All that is wanted is an exact copy of the line containing "Would you mind spotting the text" and the lines after it, through the end of the records.

*** Data listing Section Begins ***

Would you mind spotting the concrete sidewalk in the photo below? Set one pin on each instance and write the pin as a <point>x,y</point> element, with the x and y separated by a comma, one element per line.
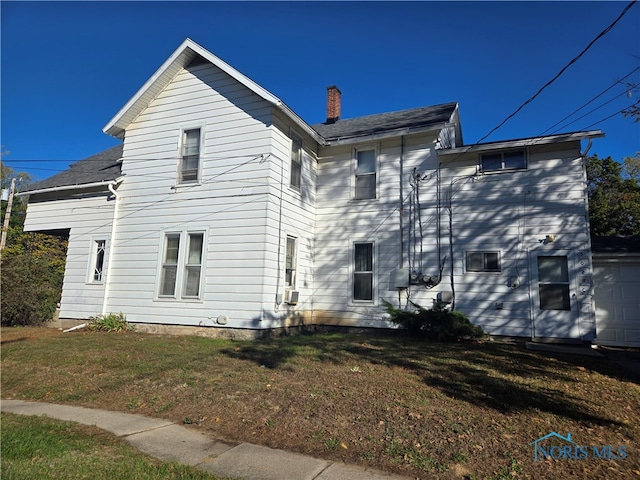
<point>167,441</point>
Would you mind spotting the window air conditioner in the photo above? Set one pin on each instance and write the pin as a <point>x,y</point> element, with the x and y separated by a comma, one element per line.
<point>291,297</point>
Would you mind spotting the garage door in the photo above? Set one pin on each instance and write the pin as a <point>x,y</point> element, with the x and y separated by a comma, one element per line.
<point>617,299</point>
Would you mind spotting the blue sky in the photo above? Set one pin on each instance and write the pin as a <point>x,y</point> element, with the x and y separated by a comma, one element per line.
<point>68,67</point>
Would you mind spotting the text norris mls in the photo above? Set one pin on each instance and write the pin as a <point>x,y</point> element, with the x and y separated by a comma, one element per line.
<point>573,451</point>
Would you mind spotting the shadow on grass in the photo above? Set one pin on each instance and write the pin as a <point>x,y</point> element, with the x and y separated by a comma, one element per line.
<point>493,375</point>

*** Data listing Section Ends ***

**Written response**
Would you mind spotting the text norris mls in the photo above? Set one pin on each instance and write the pin as a <point>x,y</point> element, with the x and y separated by a comma, one element per line.
<point>573,451</point>
Would you mind spotting the shadow on grass in the photo above? Set one pin on each instance and write the pin as a <point>x,y</point> element, with the x and y separated by a comma, one element per line.
<point>493,375</point>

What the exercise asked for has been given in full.